**Stated task**
Turn every line of the items below into a JSON list of strings, one string per line, with blank lines skipped. Leave the pictures out of the list.

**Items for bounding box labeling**
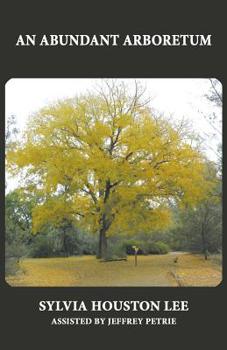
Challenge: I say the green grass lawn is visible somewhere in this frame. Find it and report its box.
[6,254,221,287]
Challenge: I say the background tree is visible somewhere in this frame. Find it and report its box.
[8,82,209,257]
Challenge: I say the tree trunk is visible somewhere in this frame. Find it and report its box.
[97,227,107,259]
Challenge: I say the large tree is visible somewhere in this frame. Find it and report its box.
[8,83,209,257]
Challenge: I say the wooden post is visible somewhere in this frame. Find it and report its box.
[132,245,139,266]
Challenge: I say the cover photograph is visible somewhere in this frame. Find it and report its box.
[0,4,226,349]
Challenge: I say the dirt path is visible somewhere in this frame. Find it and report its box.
[7,254,220,287]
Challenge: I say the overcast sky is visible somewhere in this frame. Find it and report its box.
[5,78,222,190]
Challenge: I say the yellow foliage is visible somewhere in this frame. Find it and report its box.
[7,91,208,234]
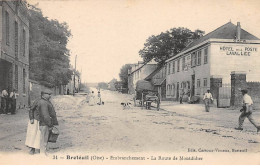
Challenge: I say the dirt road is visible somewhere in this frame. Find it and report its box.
[0,91,260,164]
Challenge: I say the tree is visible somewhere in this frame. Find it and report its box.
[139,27,204,62]
[119,64,131,88]
[29,5,73,87]
[98,82,108,89]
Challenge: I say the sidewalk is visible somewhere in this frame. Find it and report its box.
[160,101,260,132]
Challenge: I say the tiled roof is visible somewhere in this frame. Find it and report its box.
[144,65,164,80]
[182,22,260,52]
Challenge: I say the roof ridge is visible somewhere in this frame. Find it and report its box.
[187,21,236,46]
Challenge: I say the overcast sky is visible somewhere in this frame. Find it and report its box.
[28,0,260,82]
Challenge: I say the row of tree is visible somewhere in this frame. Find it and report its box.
[119,27,205,88]
[28,4,73,87]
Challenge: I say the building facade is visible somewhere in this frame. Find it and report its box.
[145,64,166,100]
[128,60,157,94]
[0,0,29,107]
[166,22,260,100]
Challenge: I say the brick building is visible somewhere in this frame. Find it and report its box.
[128,60,157,94]
[0,0,29,107]
[144,64,166,100]
[166,22,260,100]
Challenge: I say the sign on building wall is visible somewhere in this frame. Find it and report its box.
[184,54,191,71]
[219,45,258,56]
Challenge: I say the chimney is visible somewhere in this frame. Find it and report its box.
[236,22,241,40]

**Result for this exercise**
[
  "Challenge: I say the green grass lawn is visible somewhere in this frame. Find it and report its box.",
  "[6,254,221,287]",
  "Challenge: I say the background tree is visible somewhere in this frame. Find it and report its box.",
  "[8,82,209,257]",
  "Challenge: I say the tree trunk is visible somewhere in this frame. Find it and report its box.",
  "[97,227,107,259]",
  "Challenge: I say the large tree is visible somewhere in this frame. Find it and report its box.",
  "[8,83,209,257]",
  "Challenge: I say the wooden post is visible somewhere in this frame. Find it and report its box.",
  "[132,245,139,266]",
  "Challenge: I say the cover photograph is visible somewhere in this frame. Find it and report its box.",
  "[0,4,226,349]",
  "Challenge: I say the dirt path is visible somewhere in this frame. Find it and report its box.",
  "[7,254,220,287]",
  "Challenge: I say the overcast sky is visible somewhere in this frame. Find it and report its box.",
  "[5,78,222,190]",
  "Challenge: I say the yellow foliage is visible somewhere in this frame. Find it and report its box.",
  "[7,91,208,234]",
  "Challenge: I say the dirt road is visible somewhere in this frame. Find it and report its box.",
  "[0,91,260,164]",
  "Challenge: I say the tree is visible somewhere in this frame. Find it and report its box.",
  "[139,27,204,62]",
  "[119,64,131,88]",
  "[29,5,73,87]",
  "[98,82,108,89]",
  "Challenge: I say the sidewalk is visible somewhere in this frame. Find it and report its box.",
  "[160,101,260,132]",
  "Challenge: I say the tiled roof is visible somewhere in this frame. Find it and report its box.",
  "[144,65,164,80]",
  "[182,22,260,52]",
  "Challenge: I say the roof ridge is visible somewhere in this frame. Find it and report its box.",
  "[187,21,236,46]",
  "Challenge: I say the overcast sky is visible somewhere in this frame. Find it and report its box.",
  "[28,0,260,82]",
  "Challenge: I say the row of tree is visible somewhere in this frame. Find it and report its box.",
  "[119,27,205,88]",
  "[28,4,73,87]",
  "Challenge: I say the building facade is visible somewhere in this frame. Find it and report its box.",
  "[145,64,166,100]",
  "[128,60,157,94]",
  "[0,0,29,107]",
  "[166,22,260,100]",
  "Challenge: I say the brick building is visible somewhere in this frame. Find it and report its box.",
  "[128,60,157,94]",
  "[0,0,29,107]",
  "[144,64,166,100]",
  "[166,22,260,100]",
  "Challenge: I say the sign on building wall is visible somewhere in this frame. Find it and report its box.",
  "[184,54,191,71]",
  "[219,45,258,56]",
  "Challenge: I say the chimney is visible somewhere in this frame. Find it and report its box.",
  "[236,22,241,40]"
]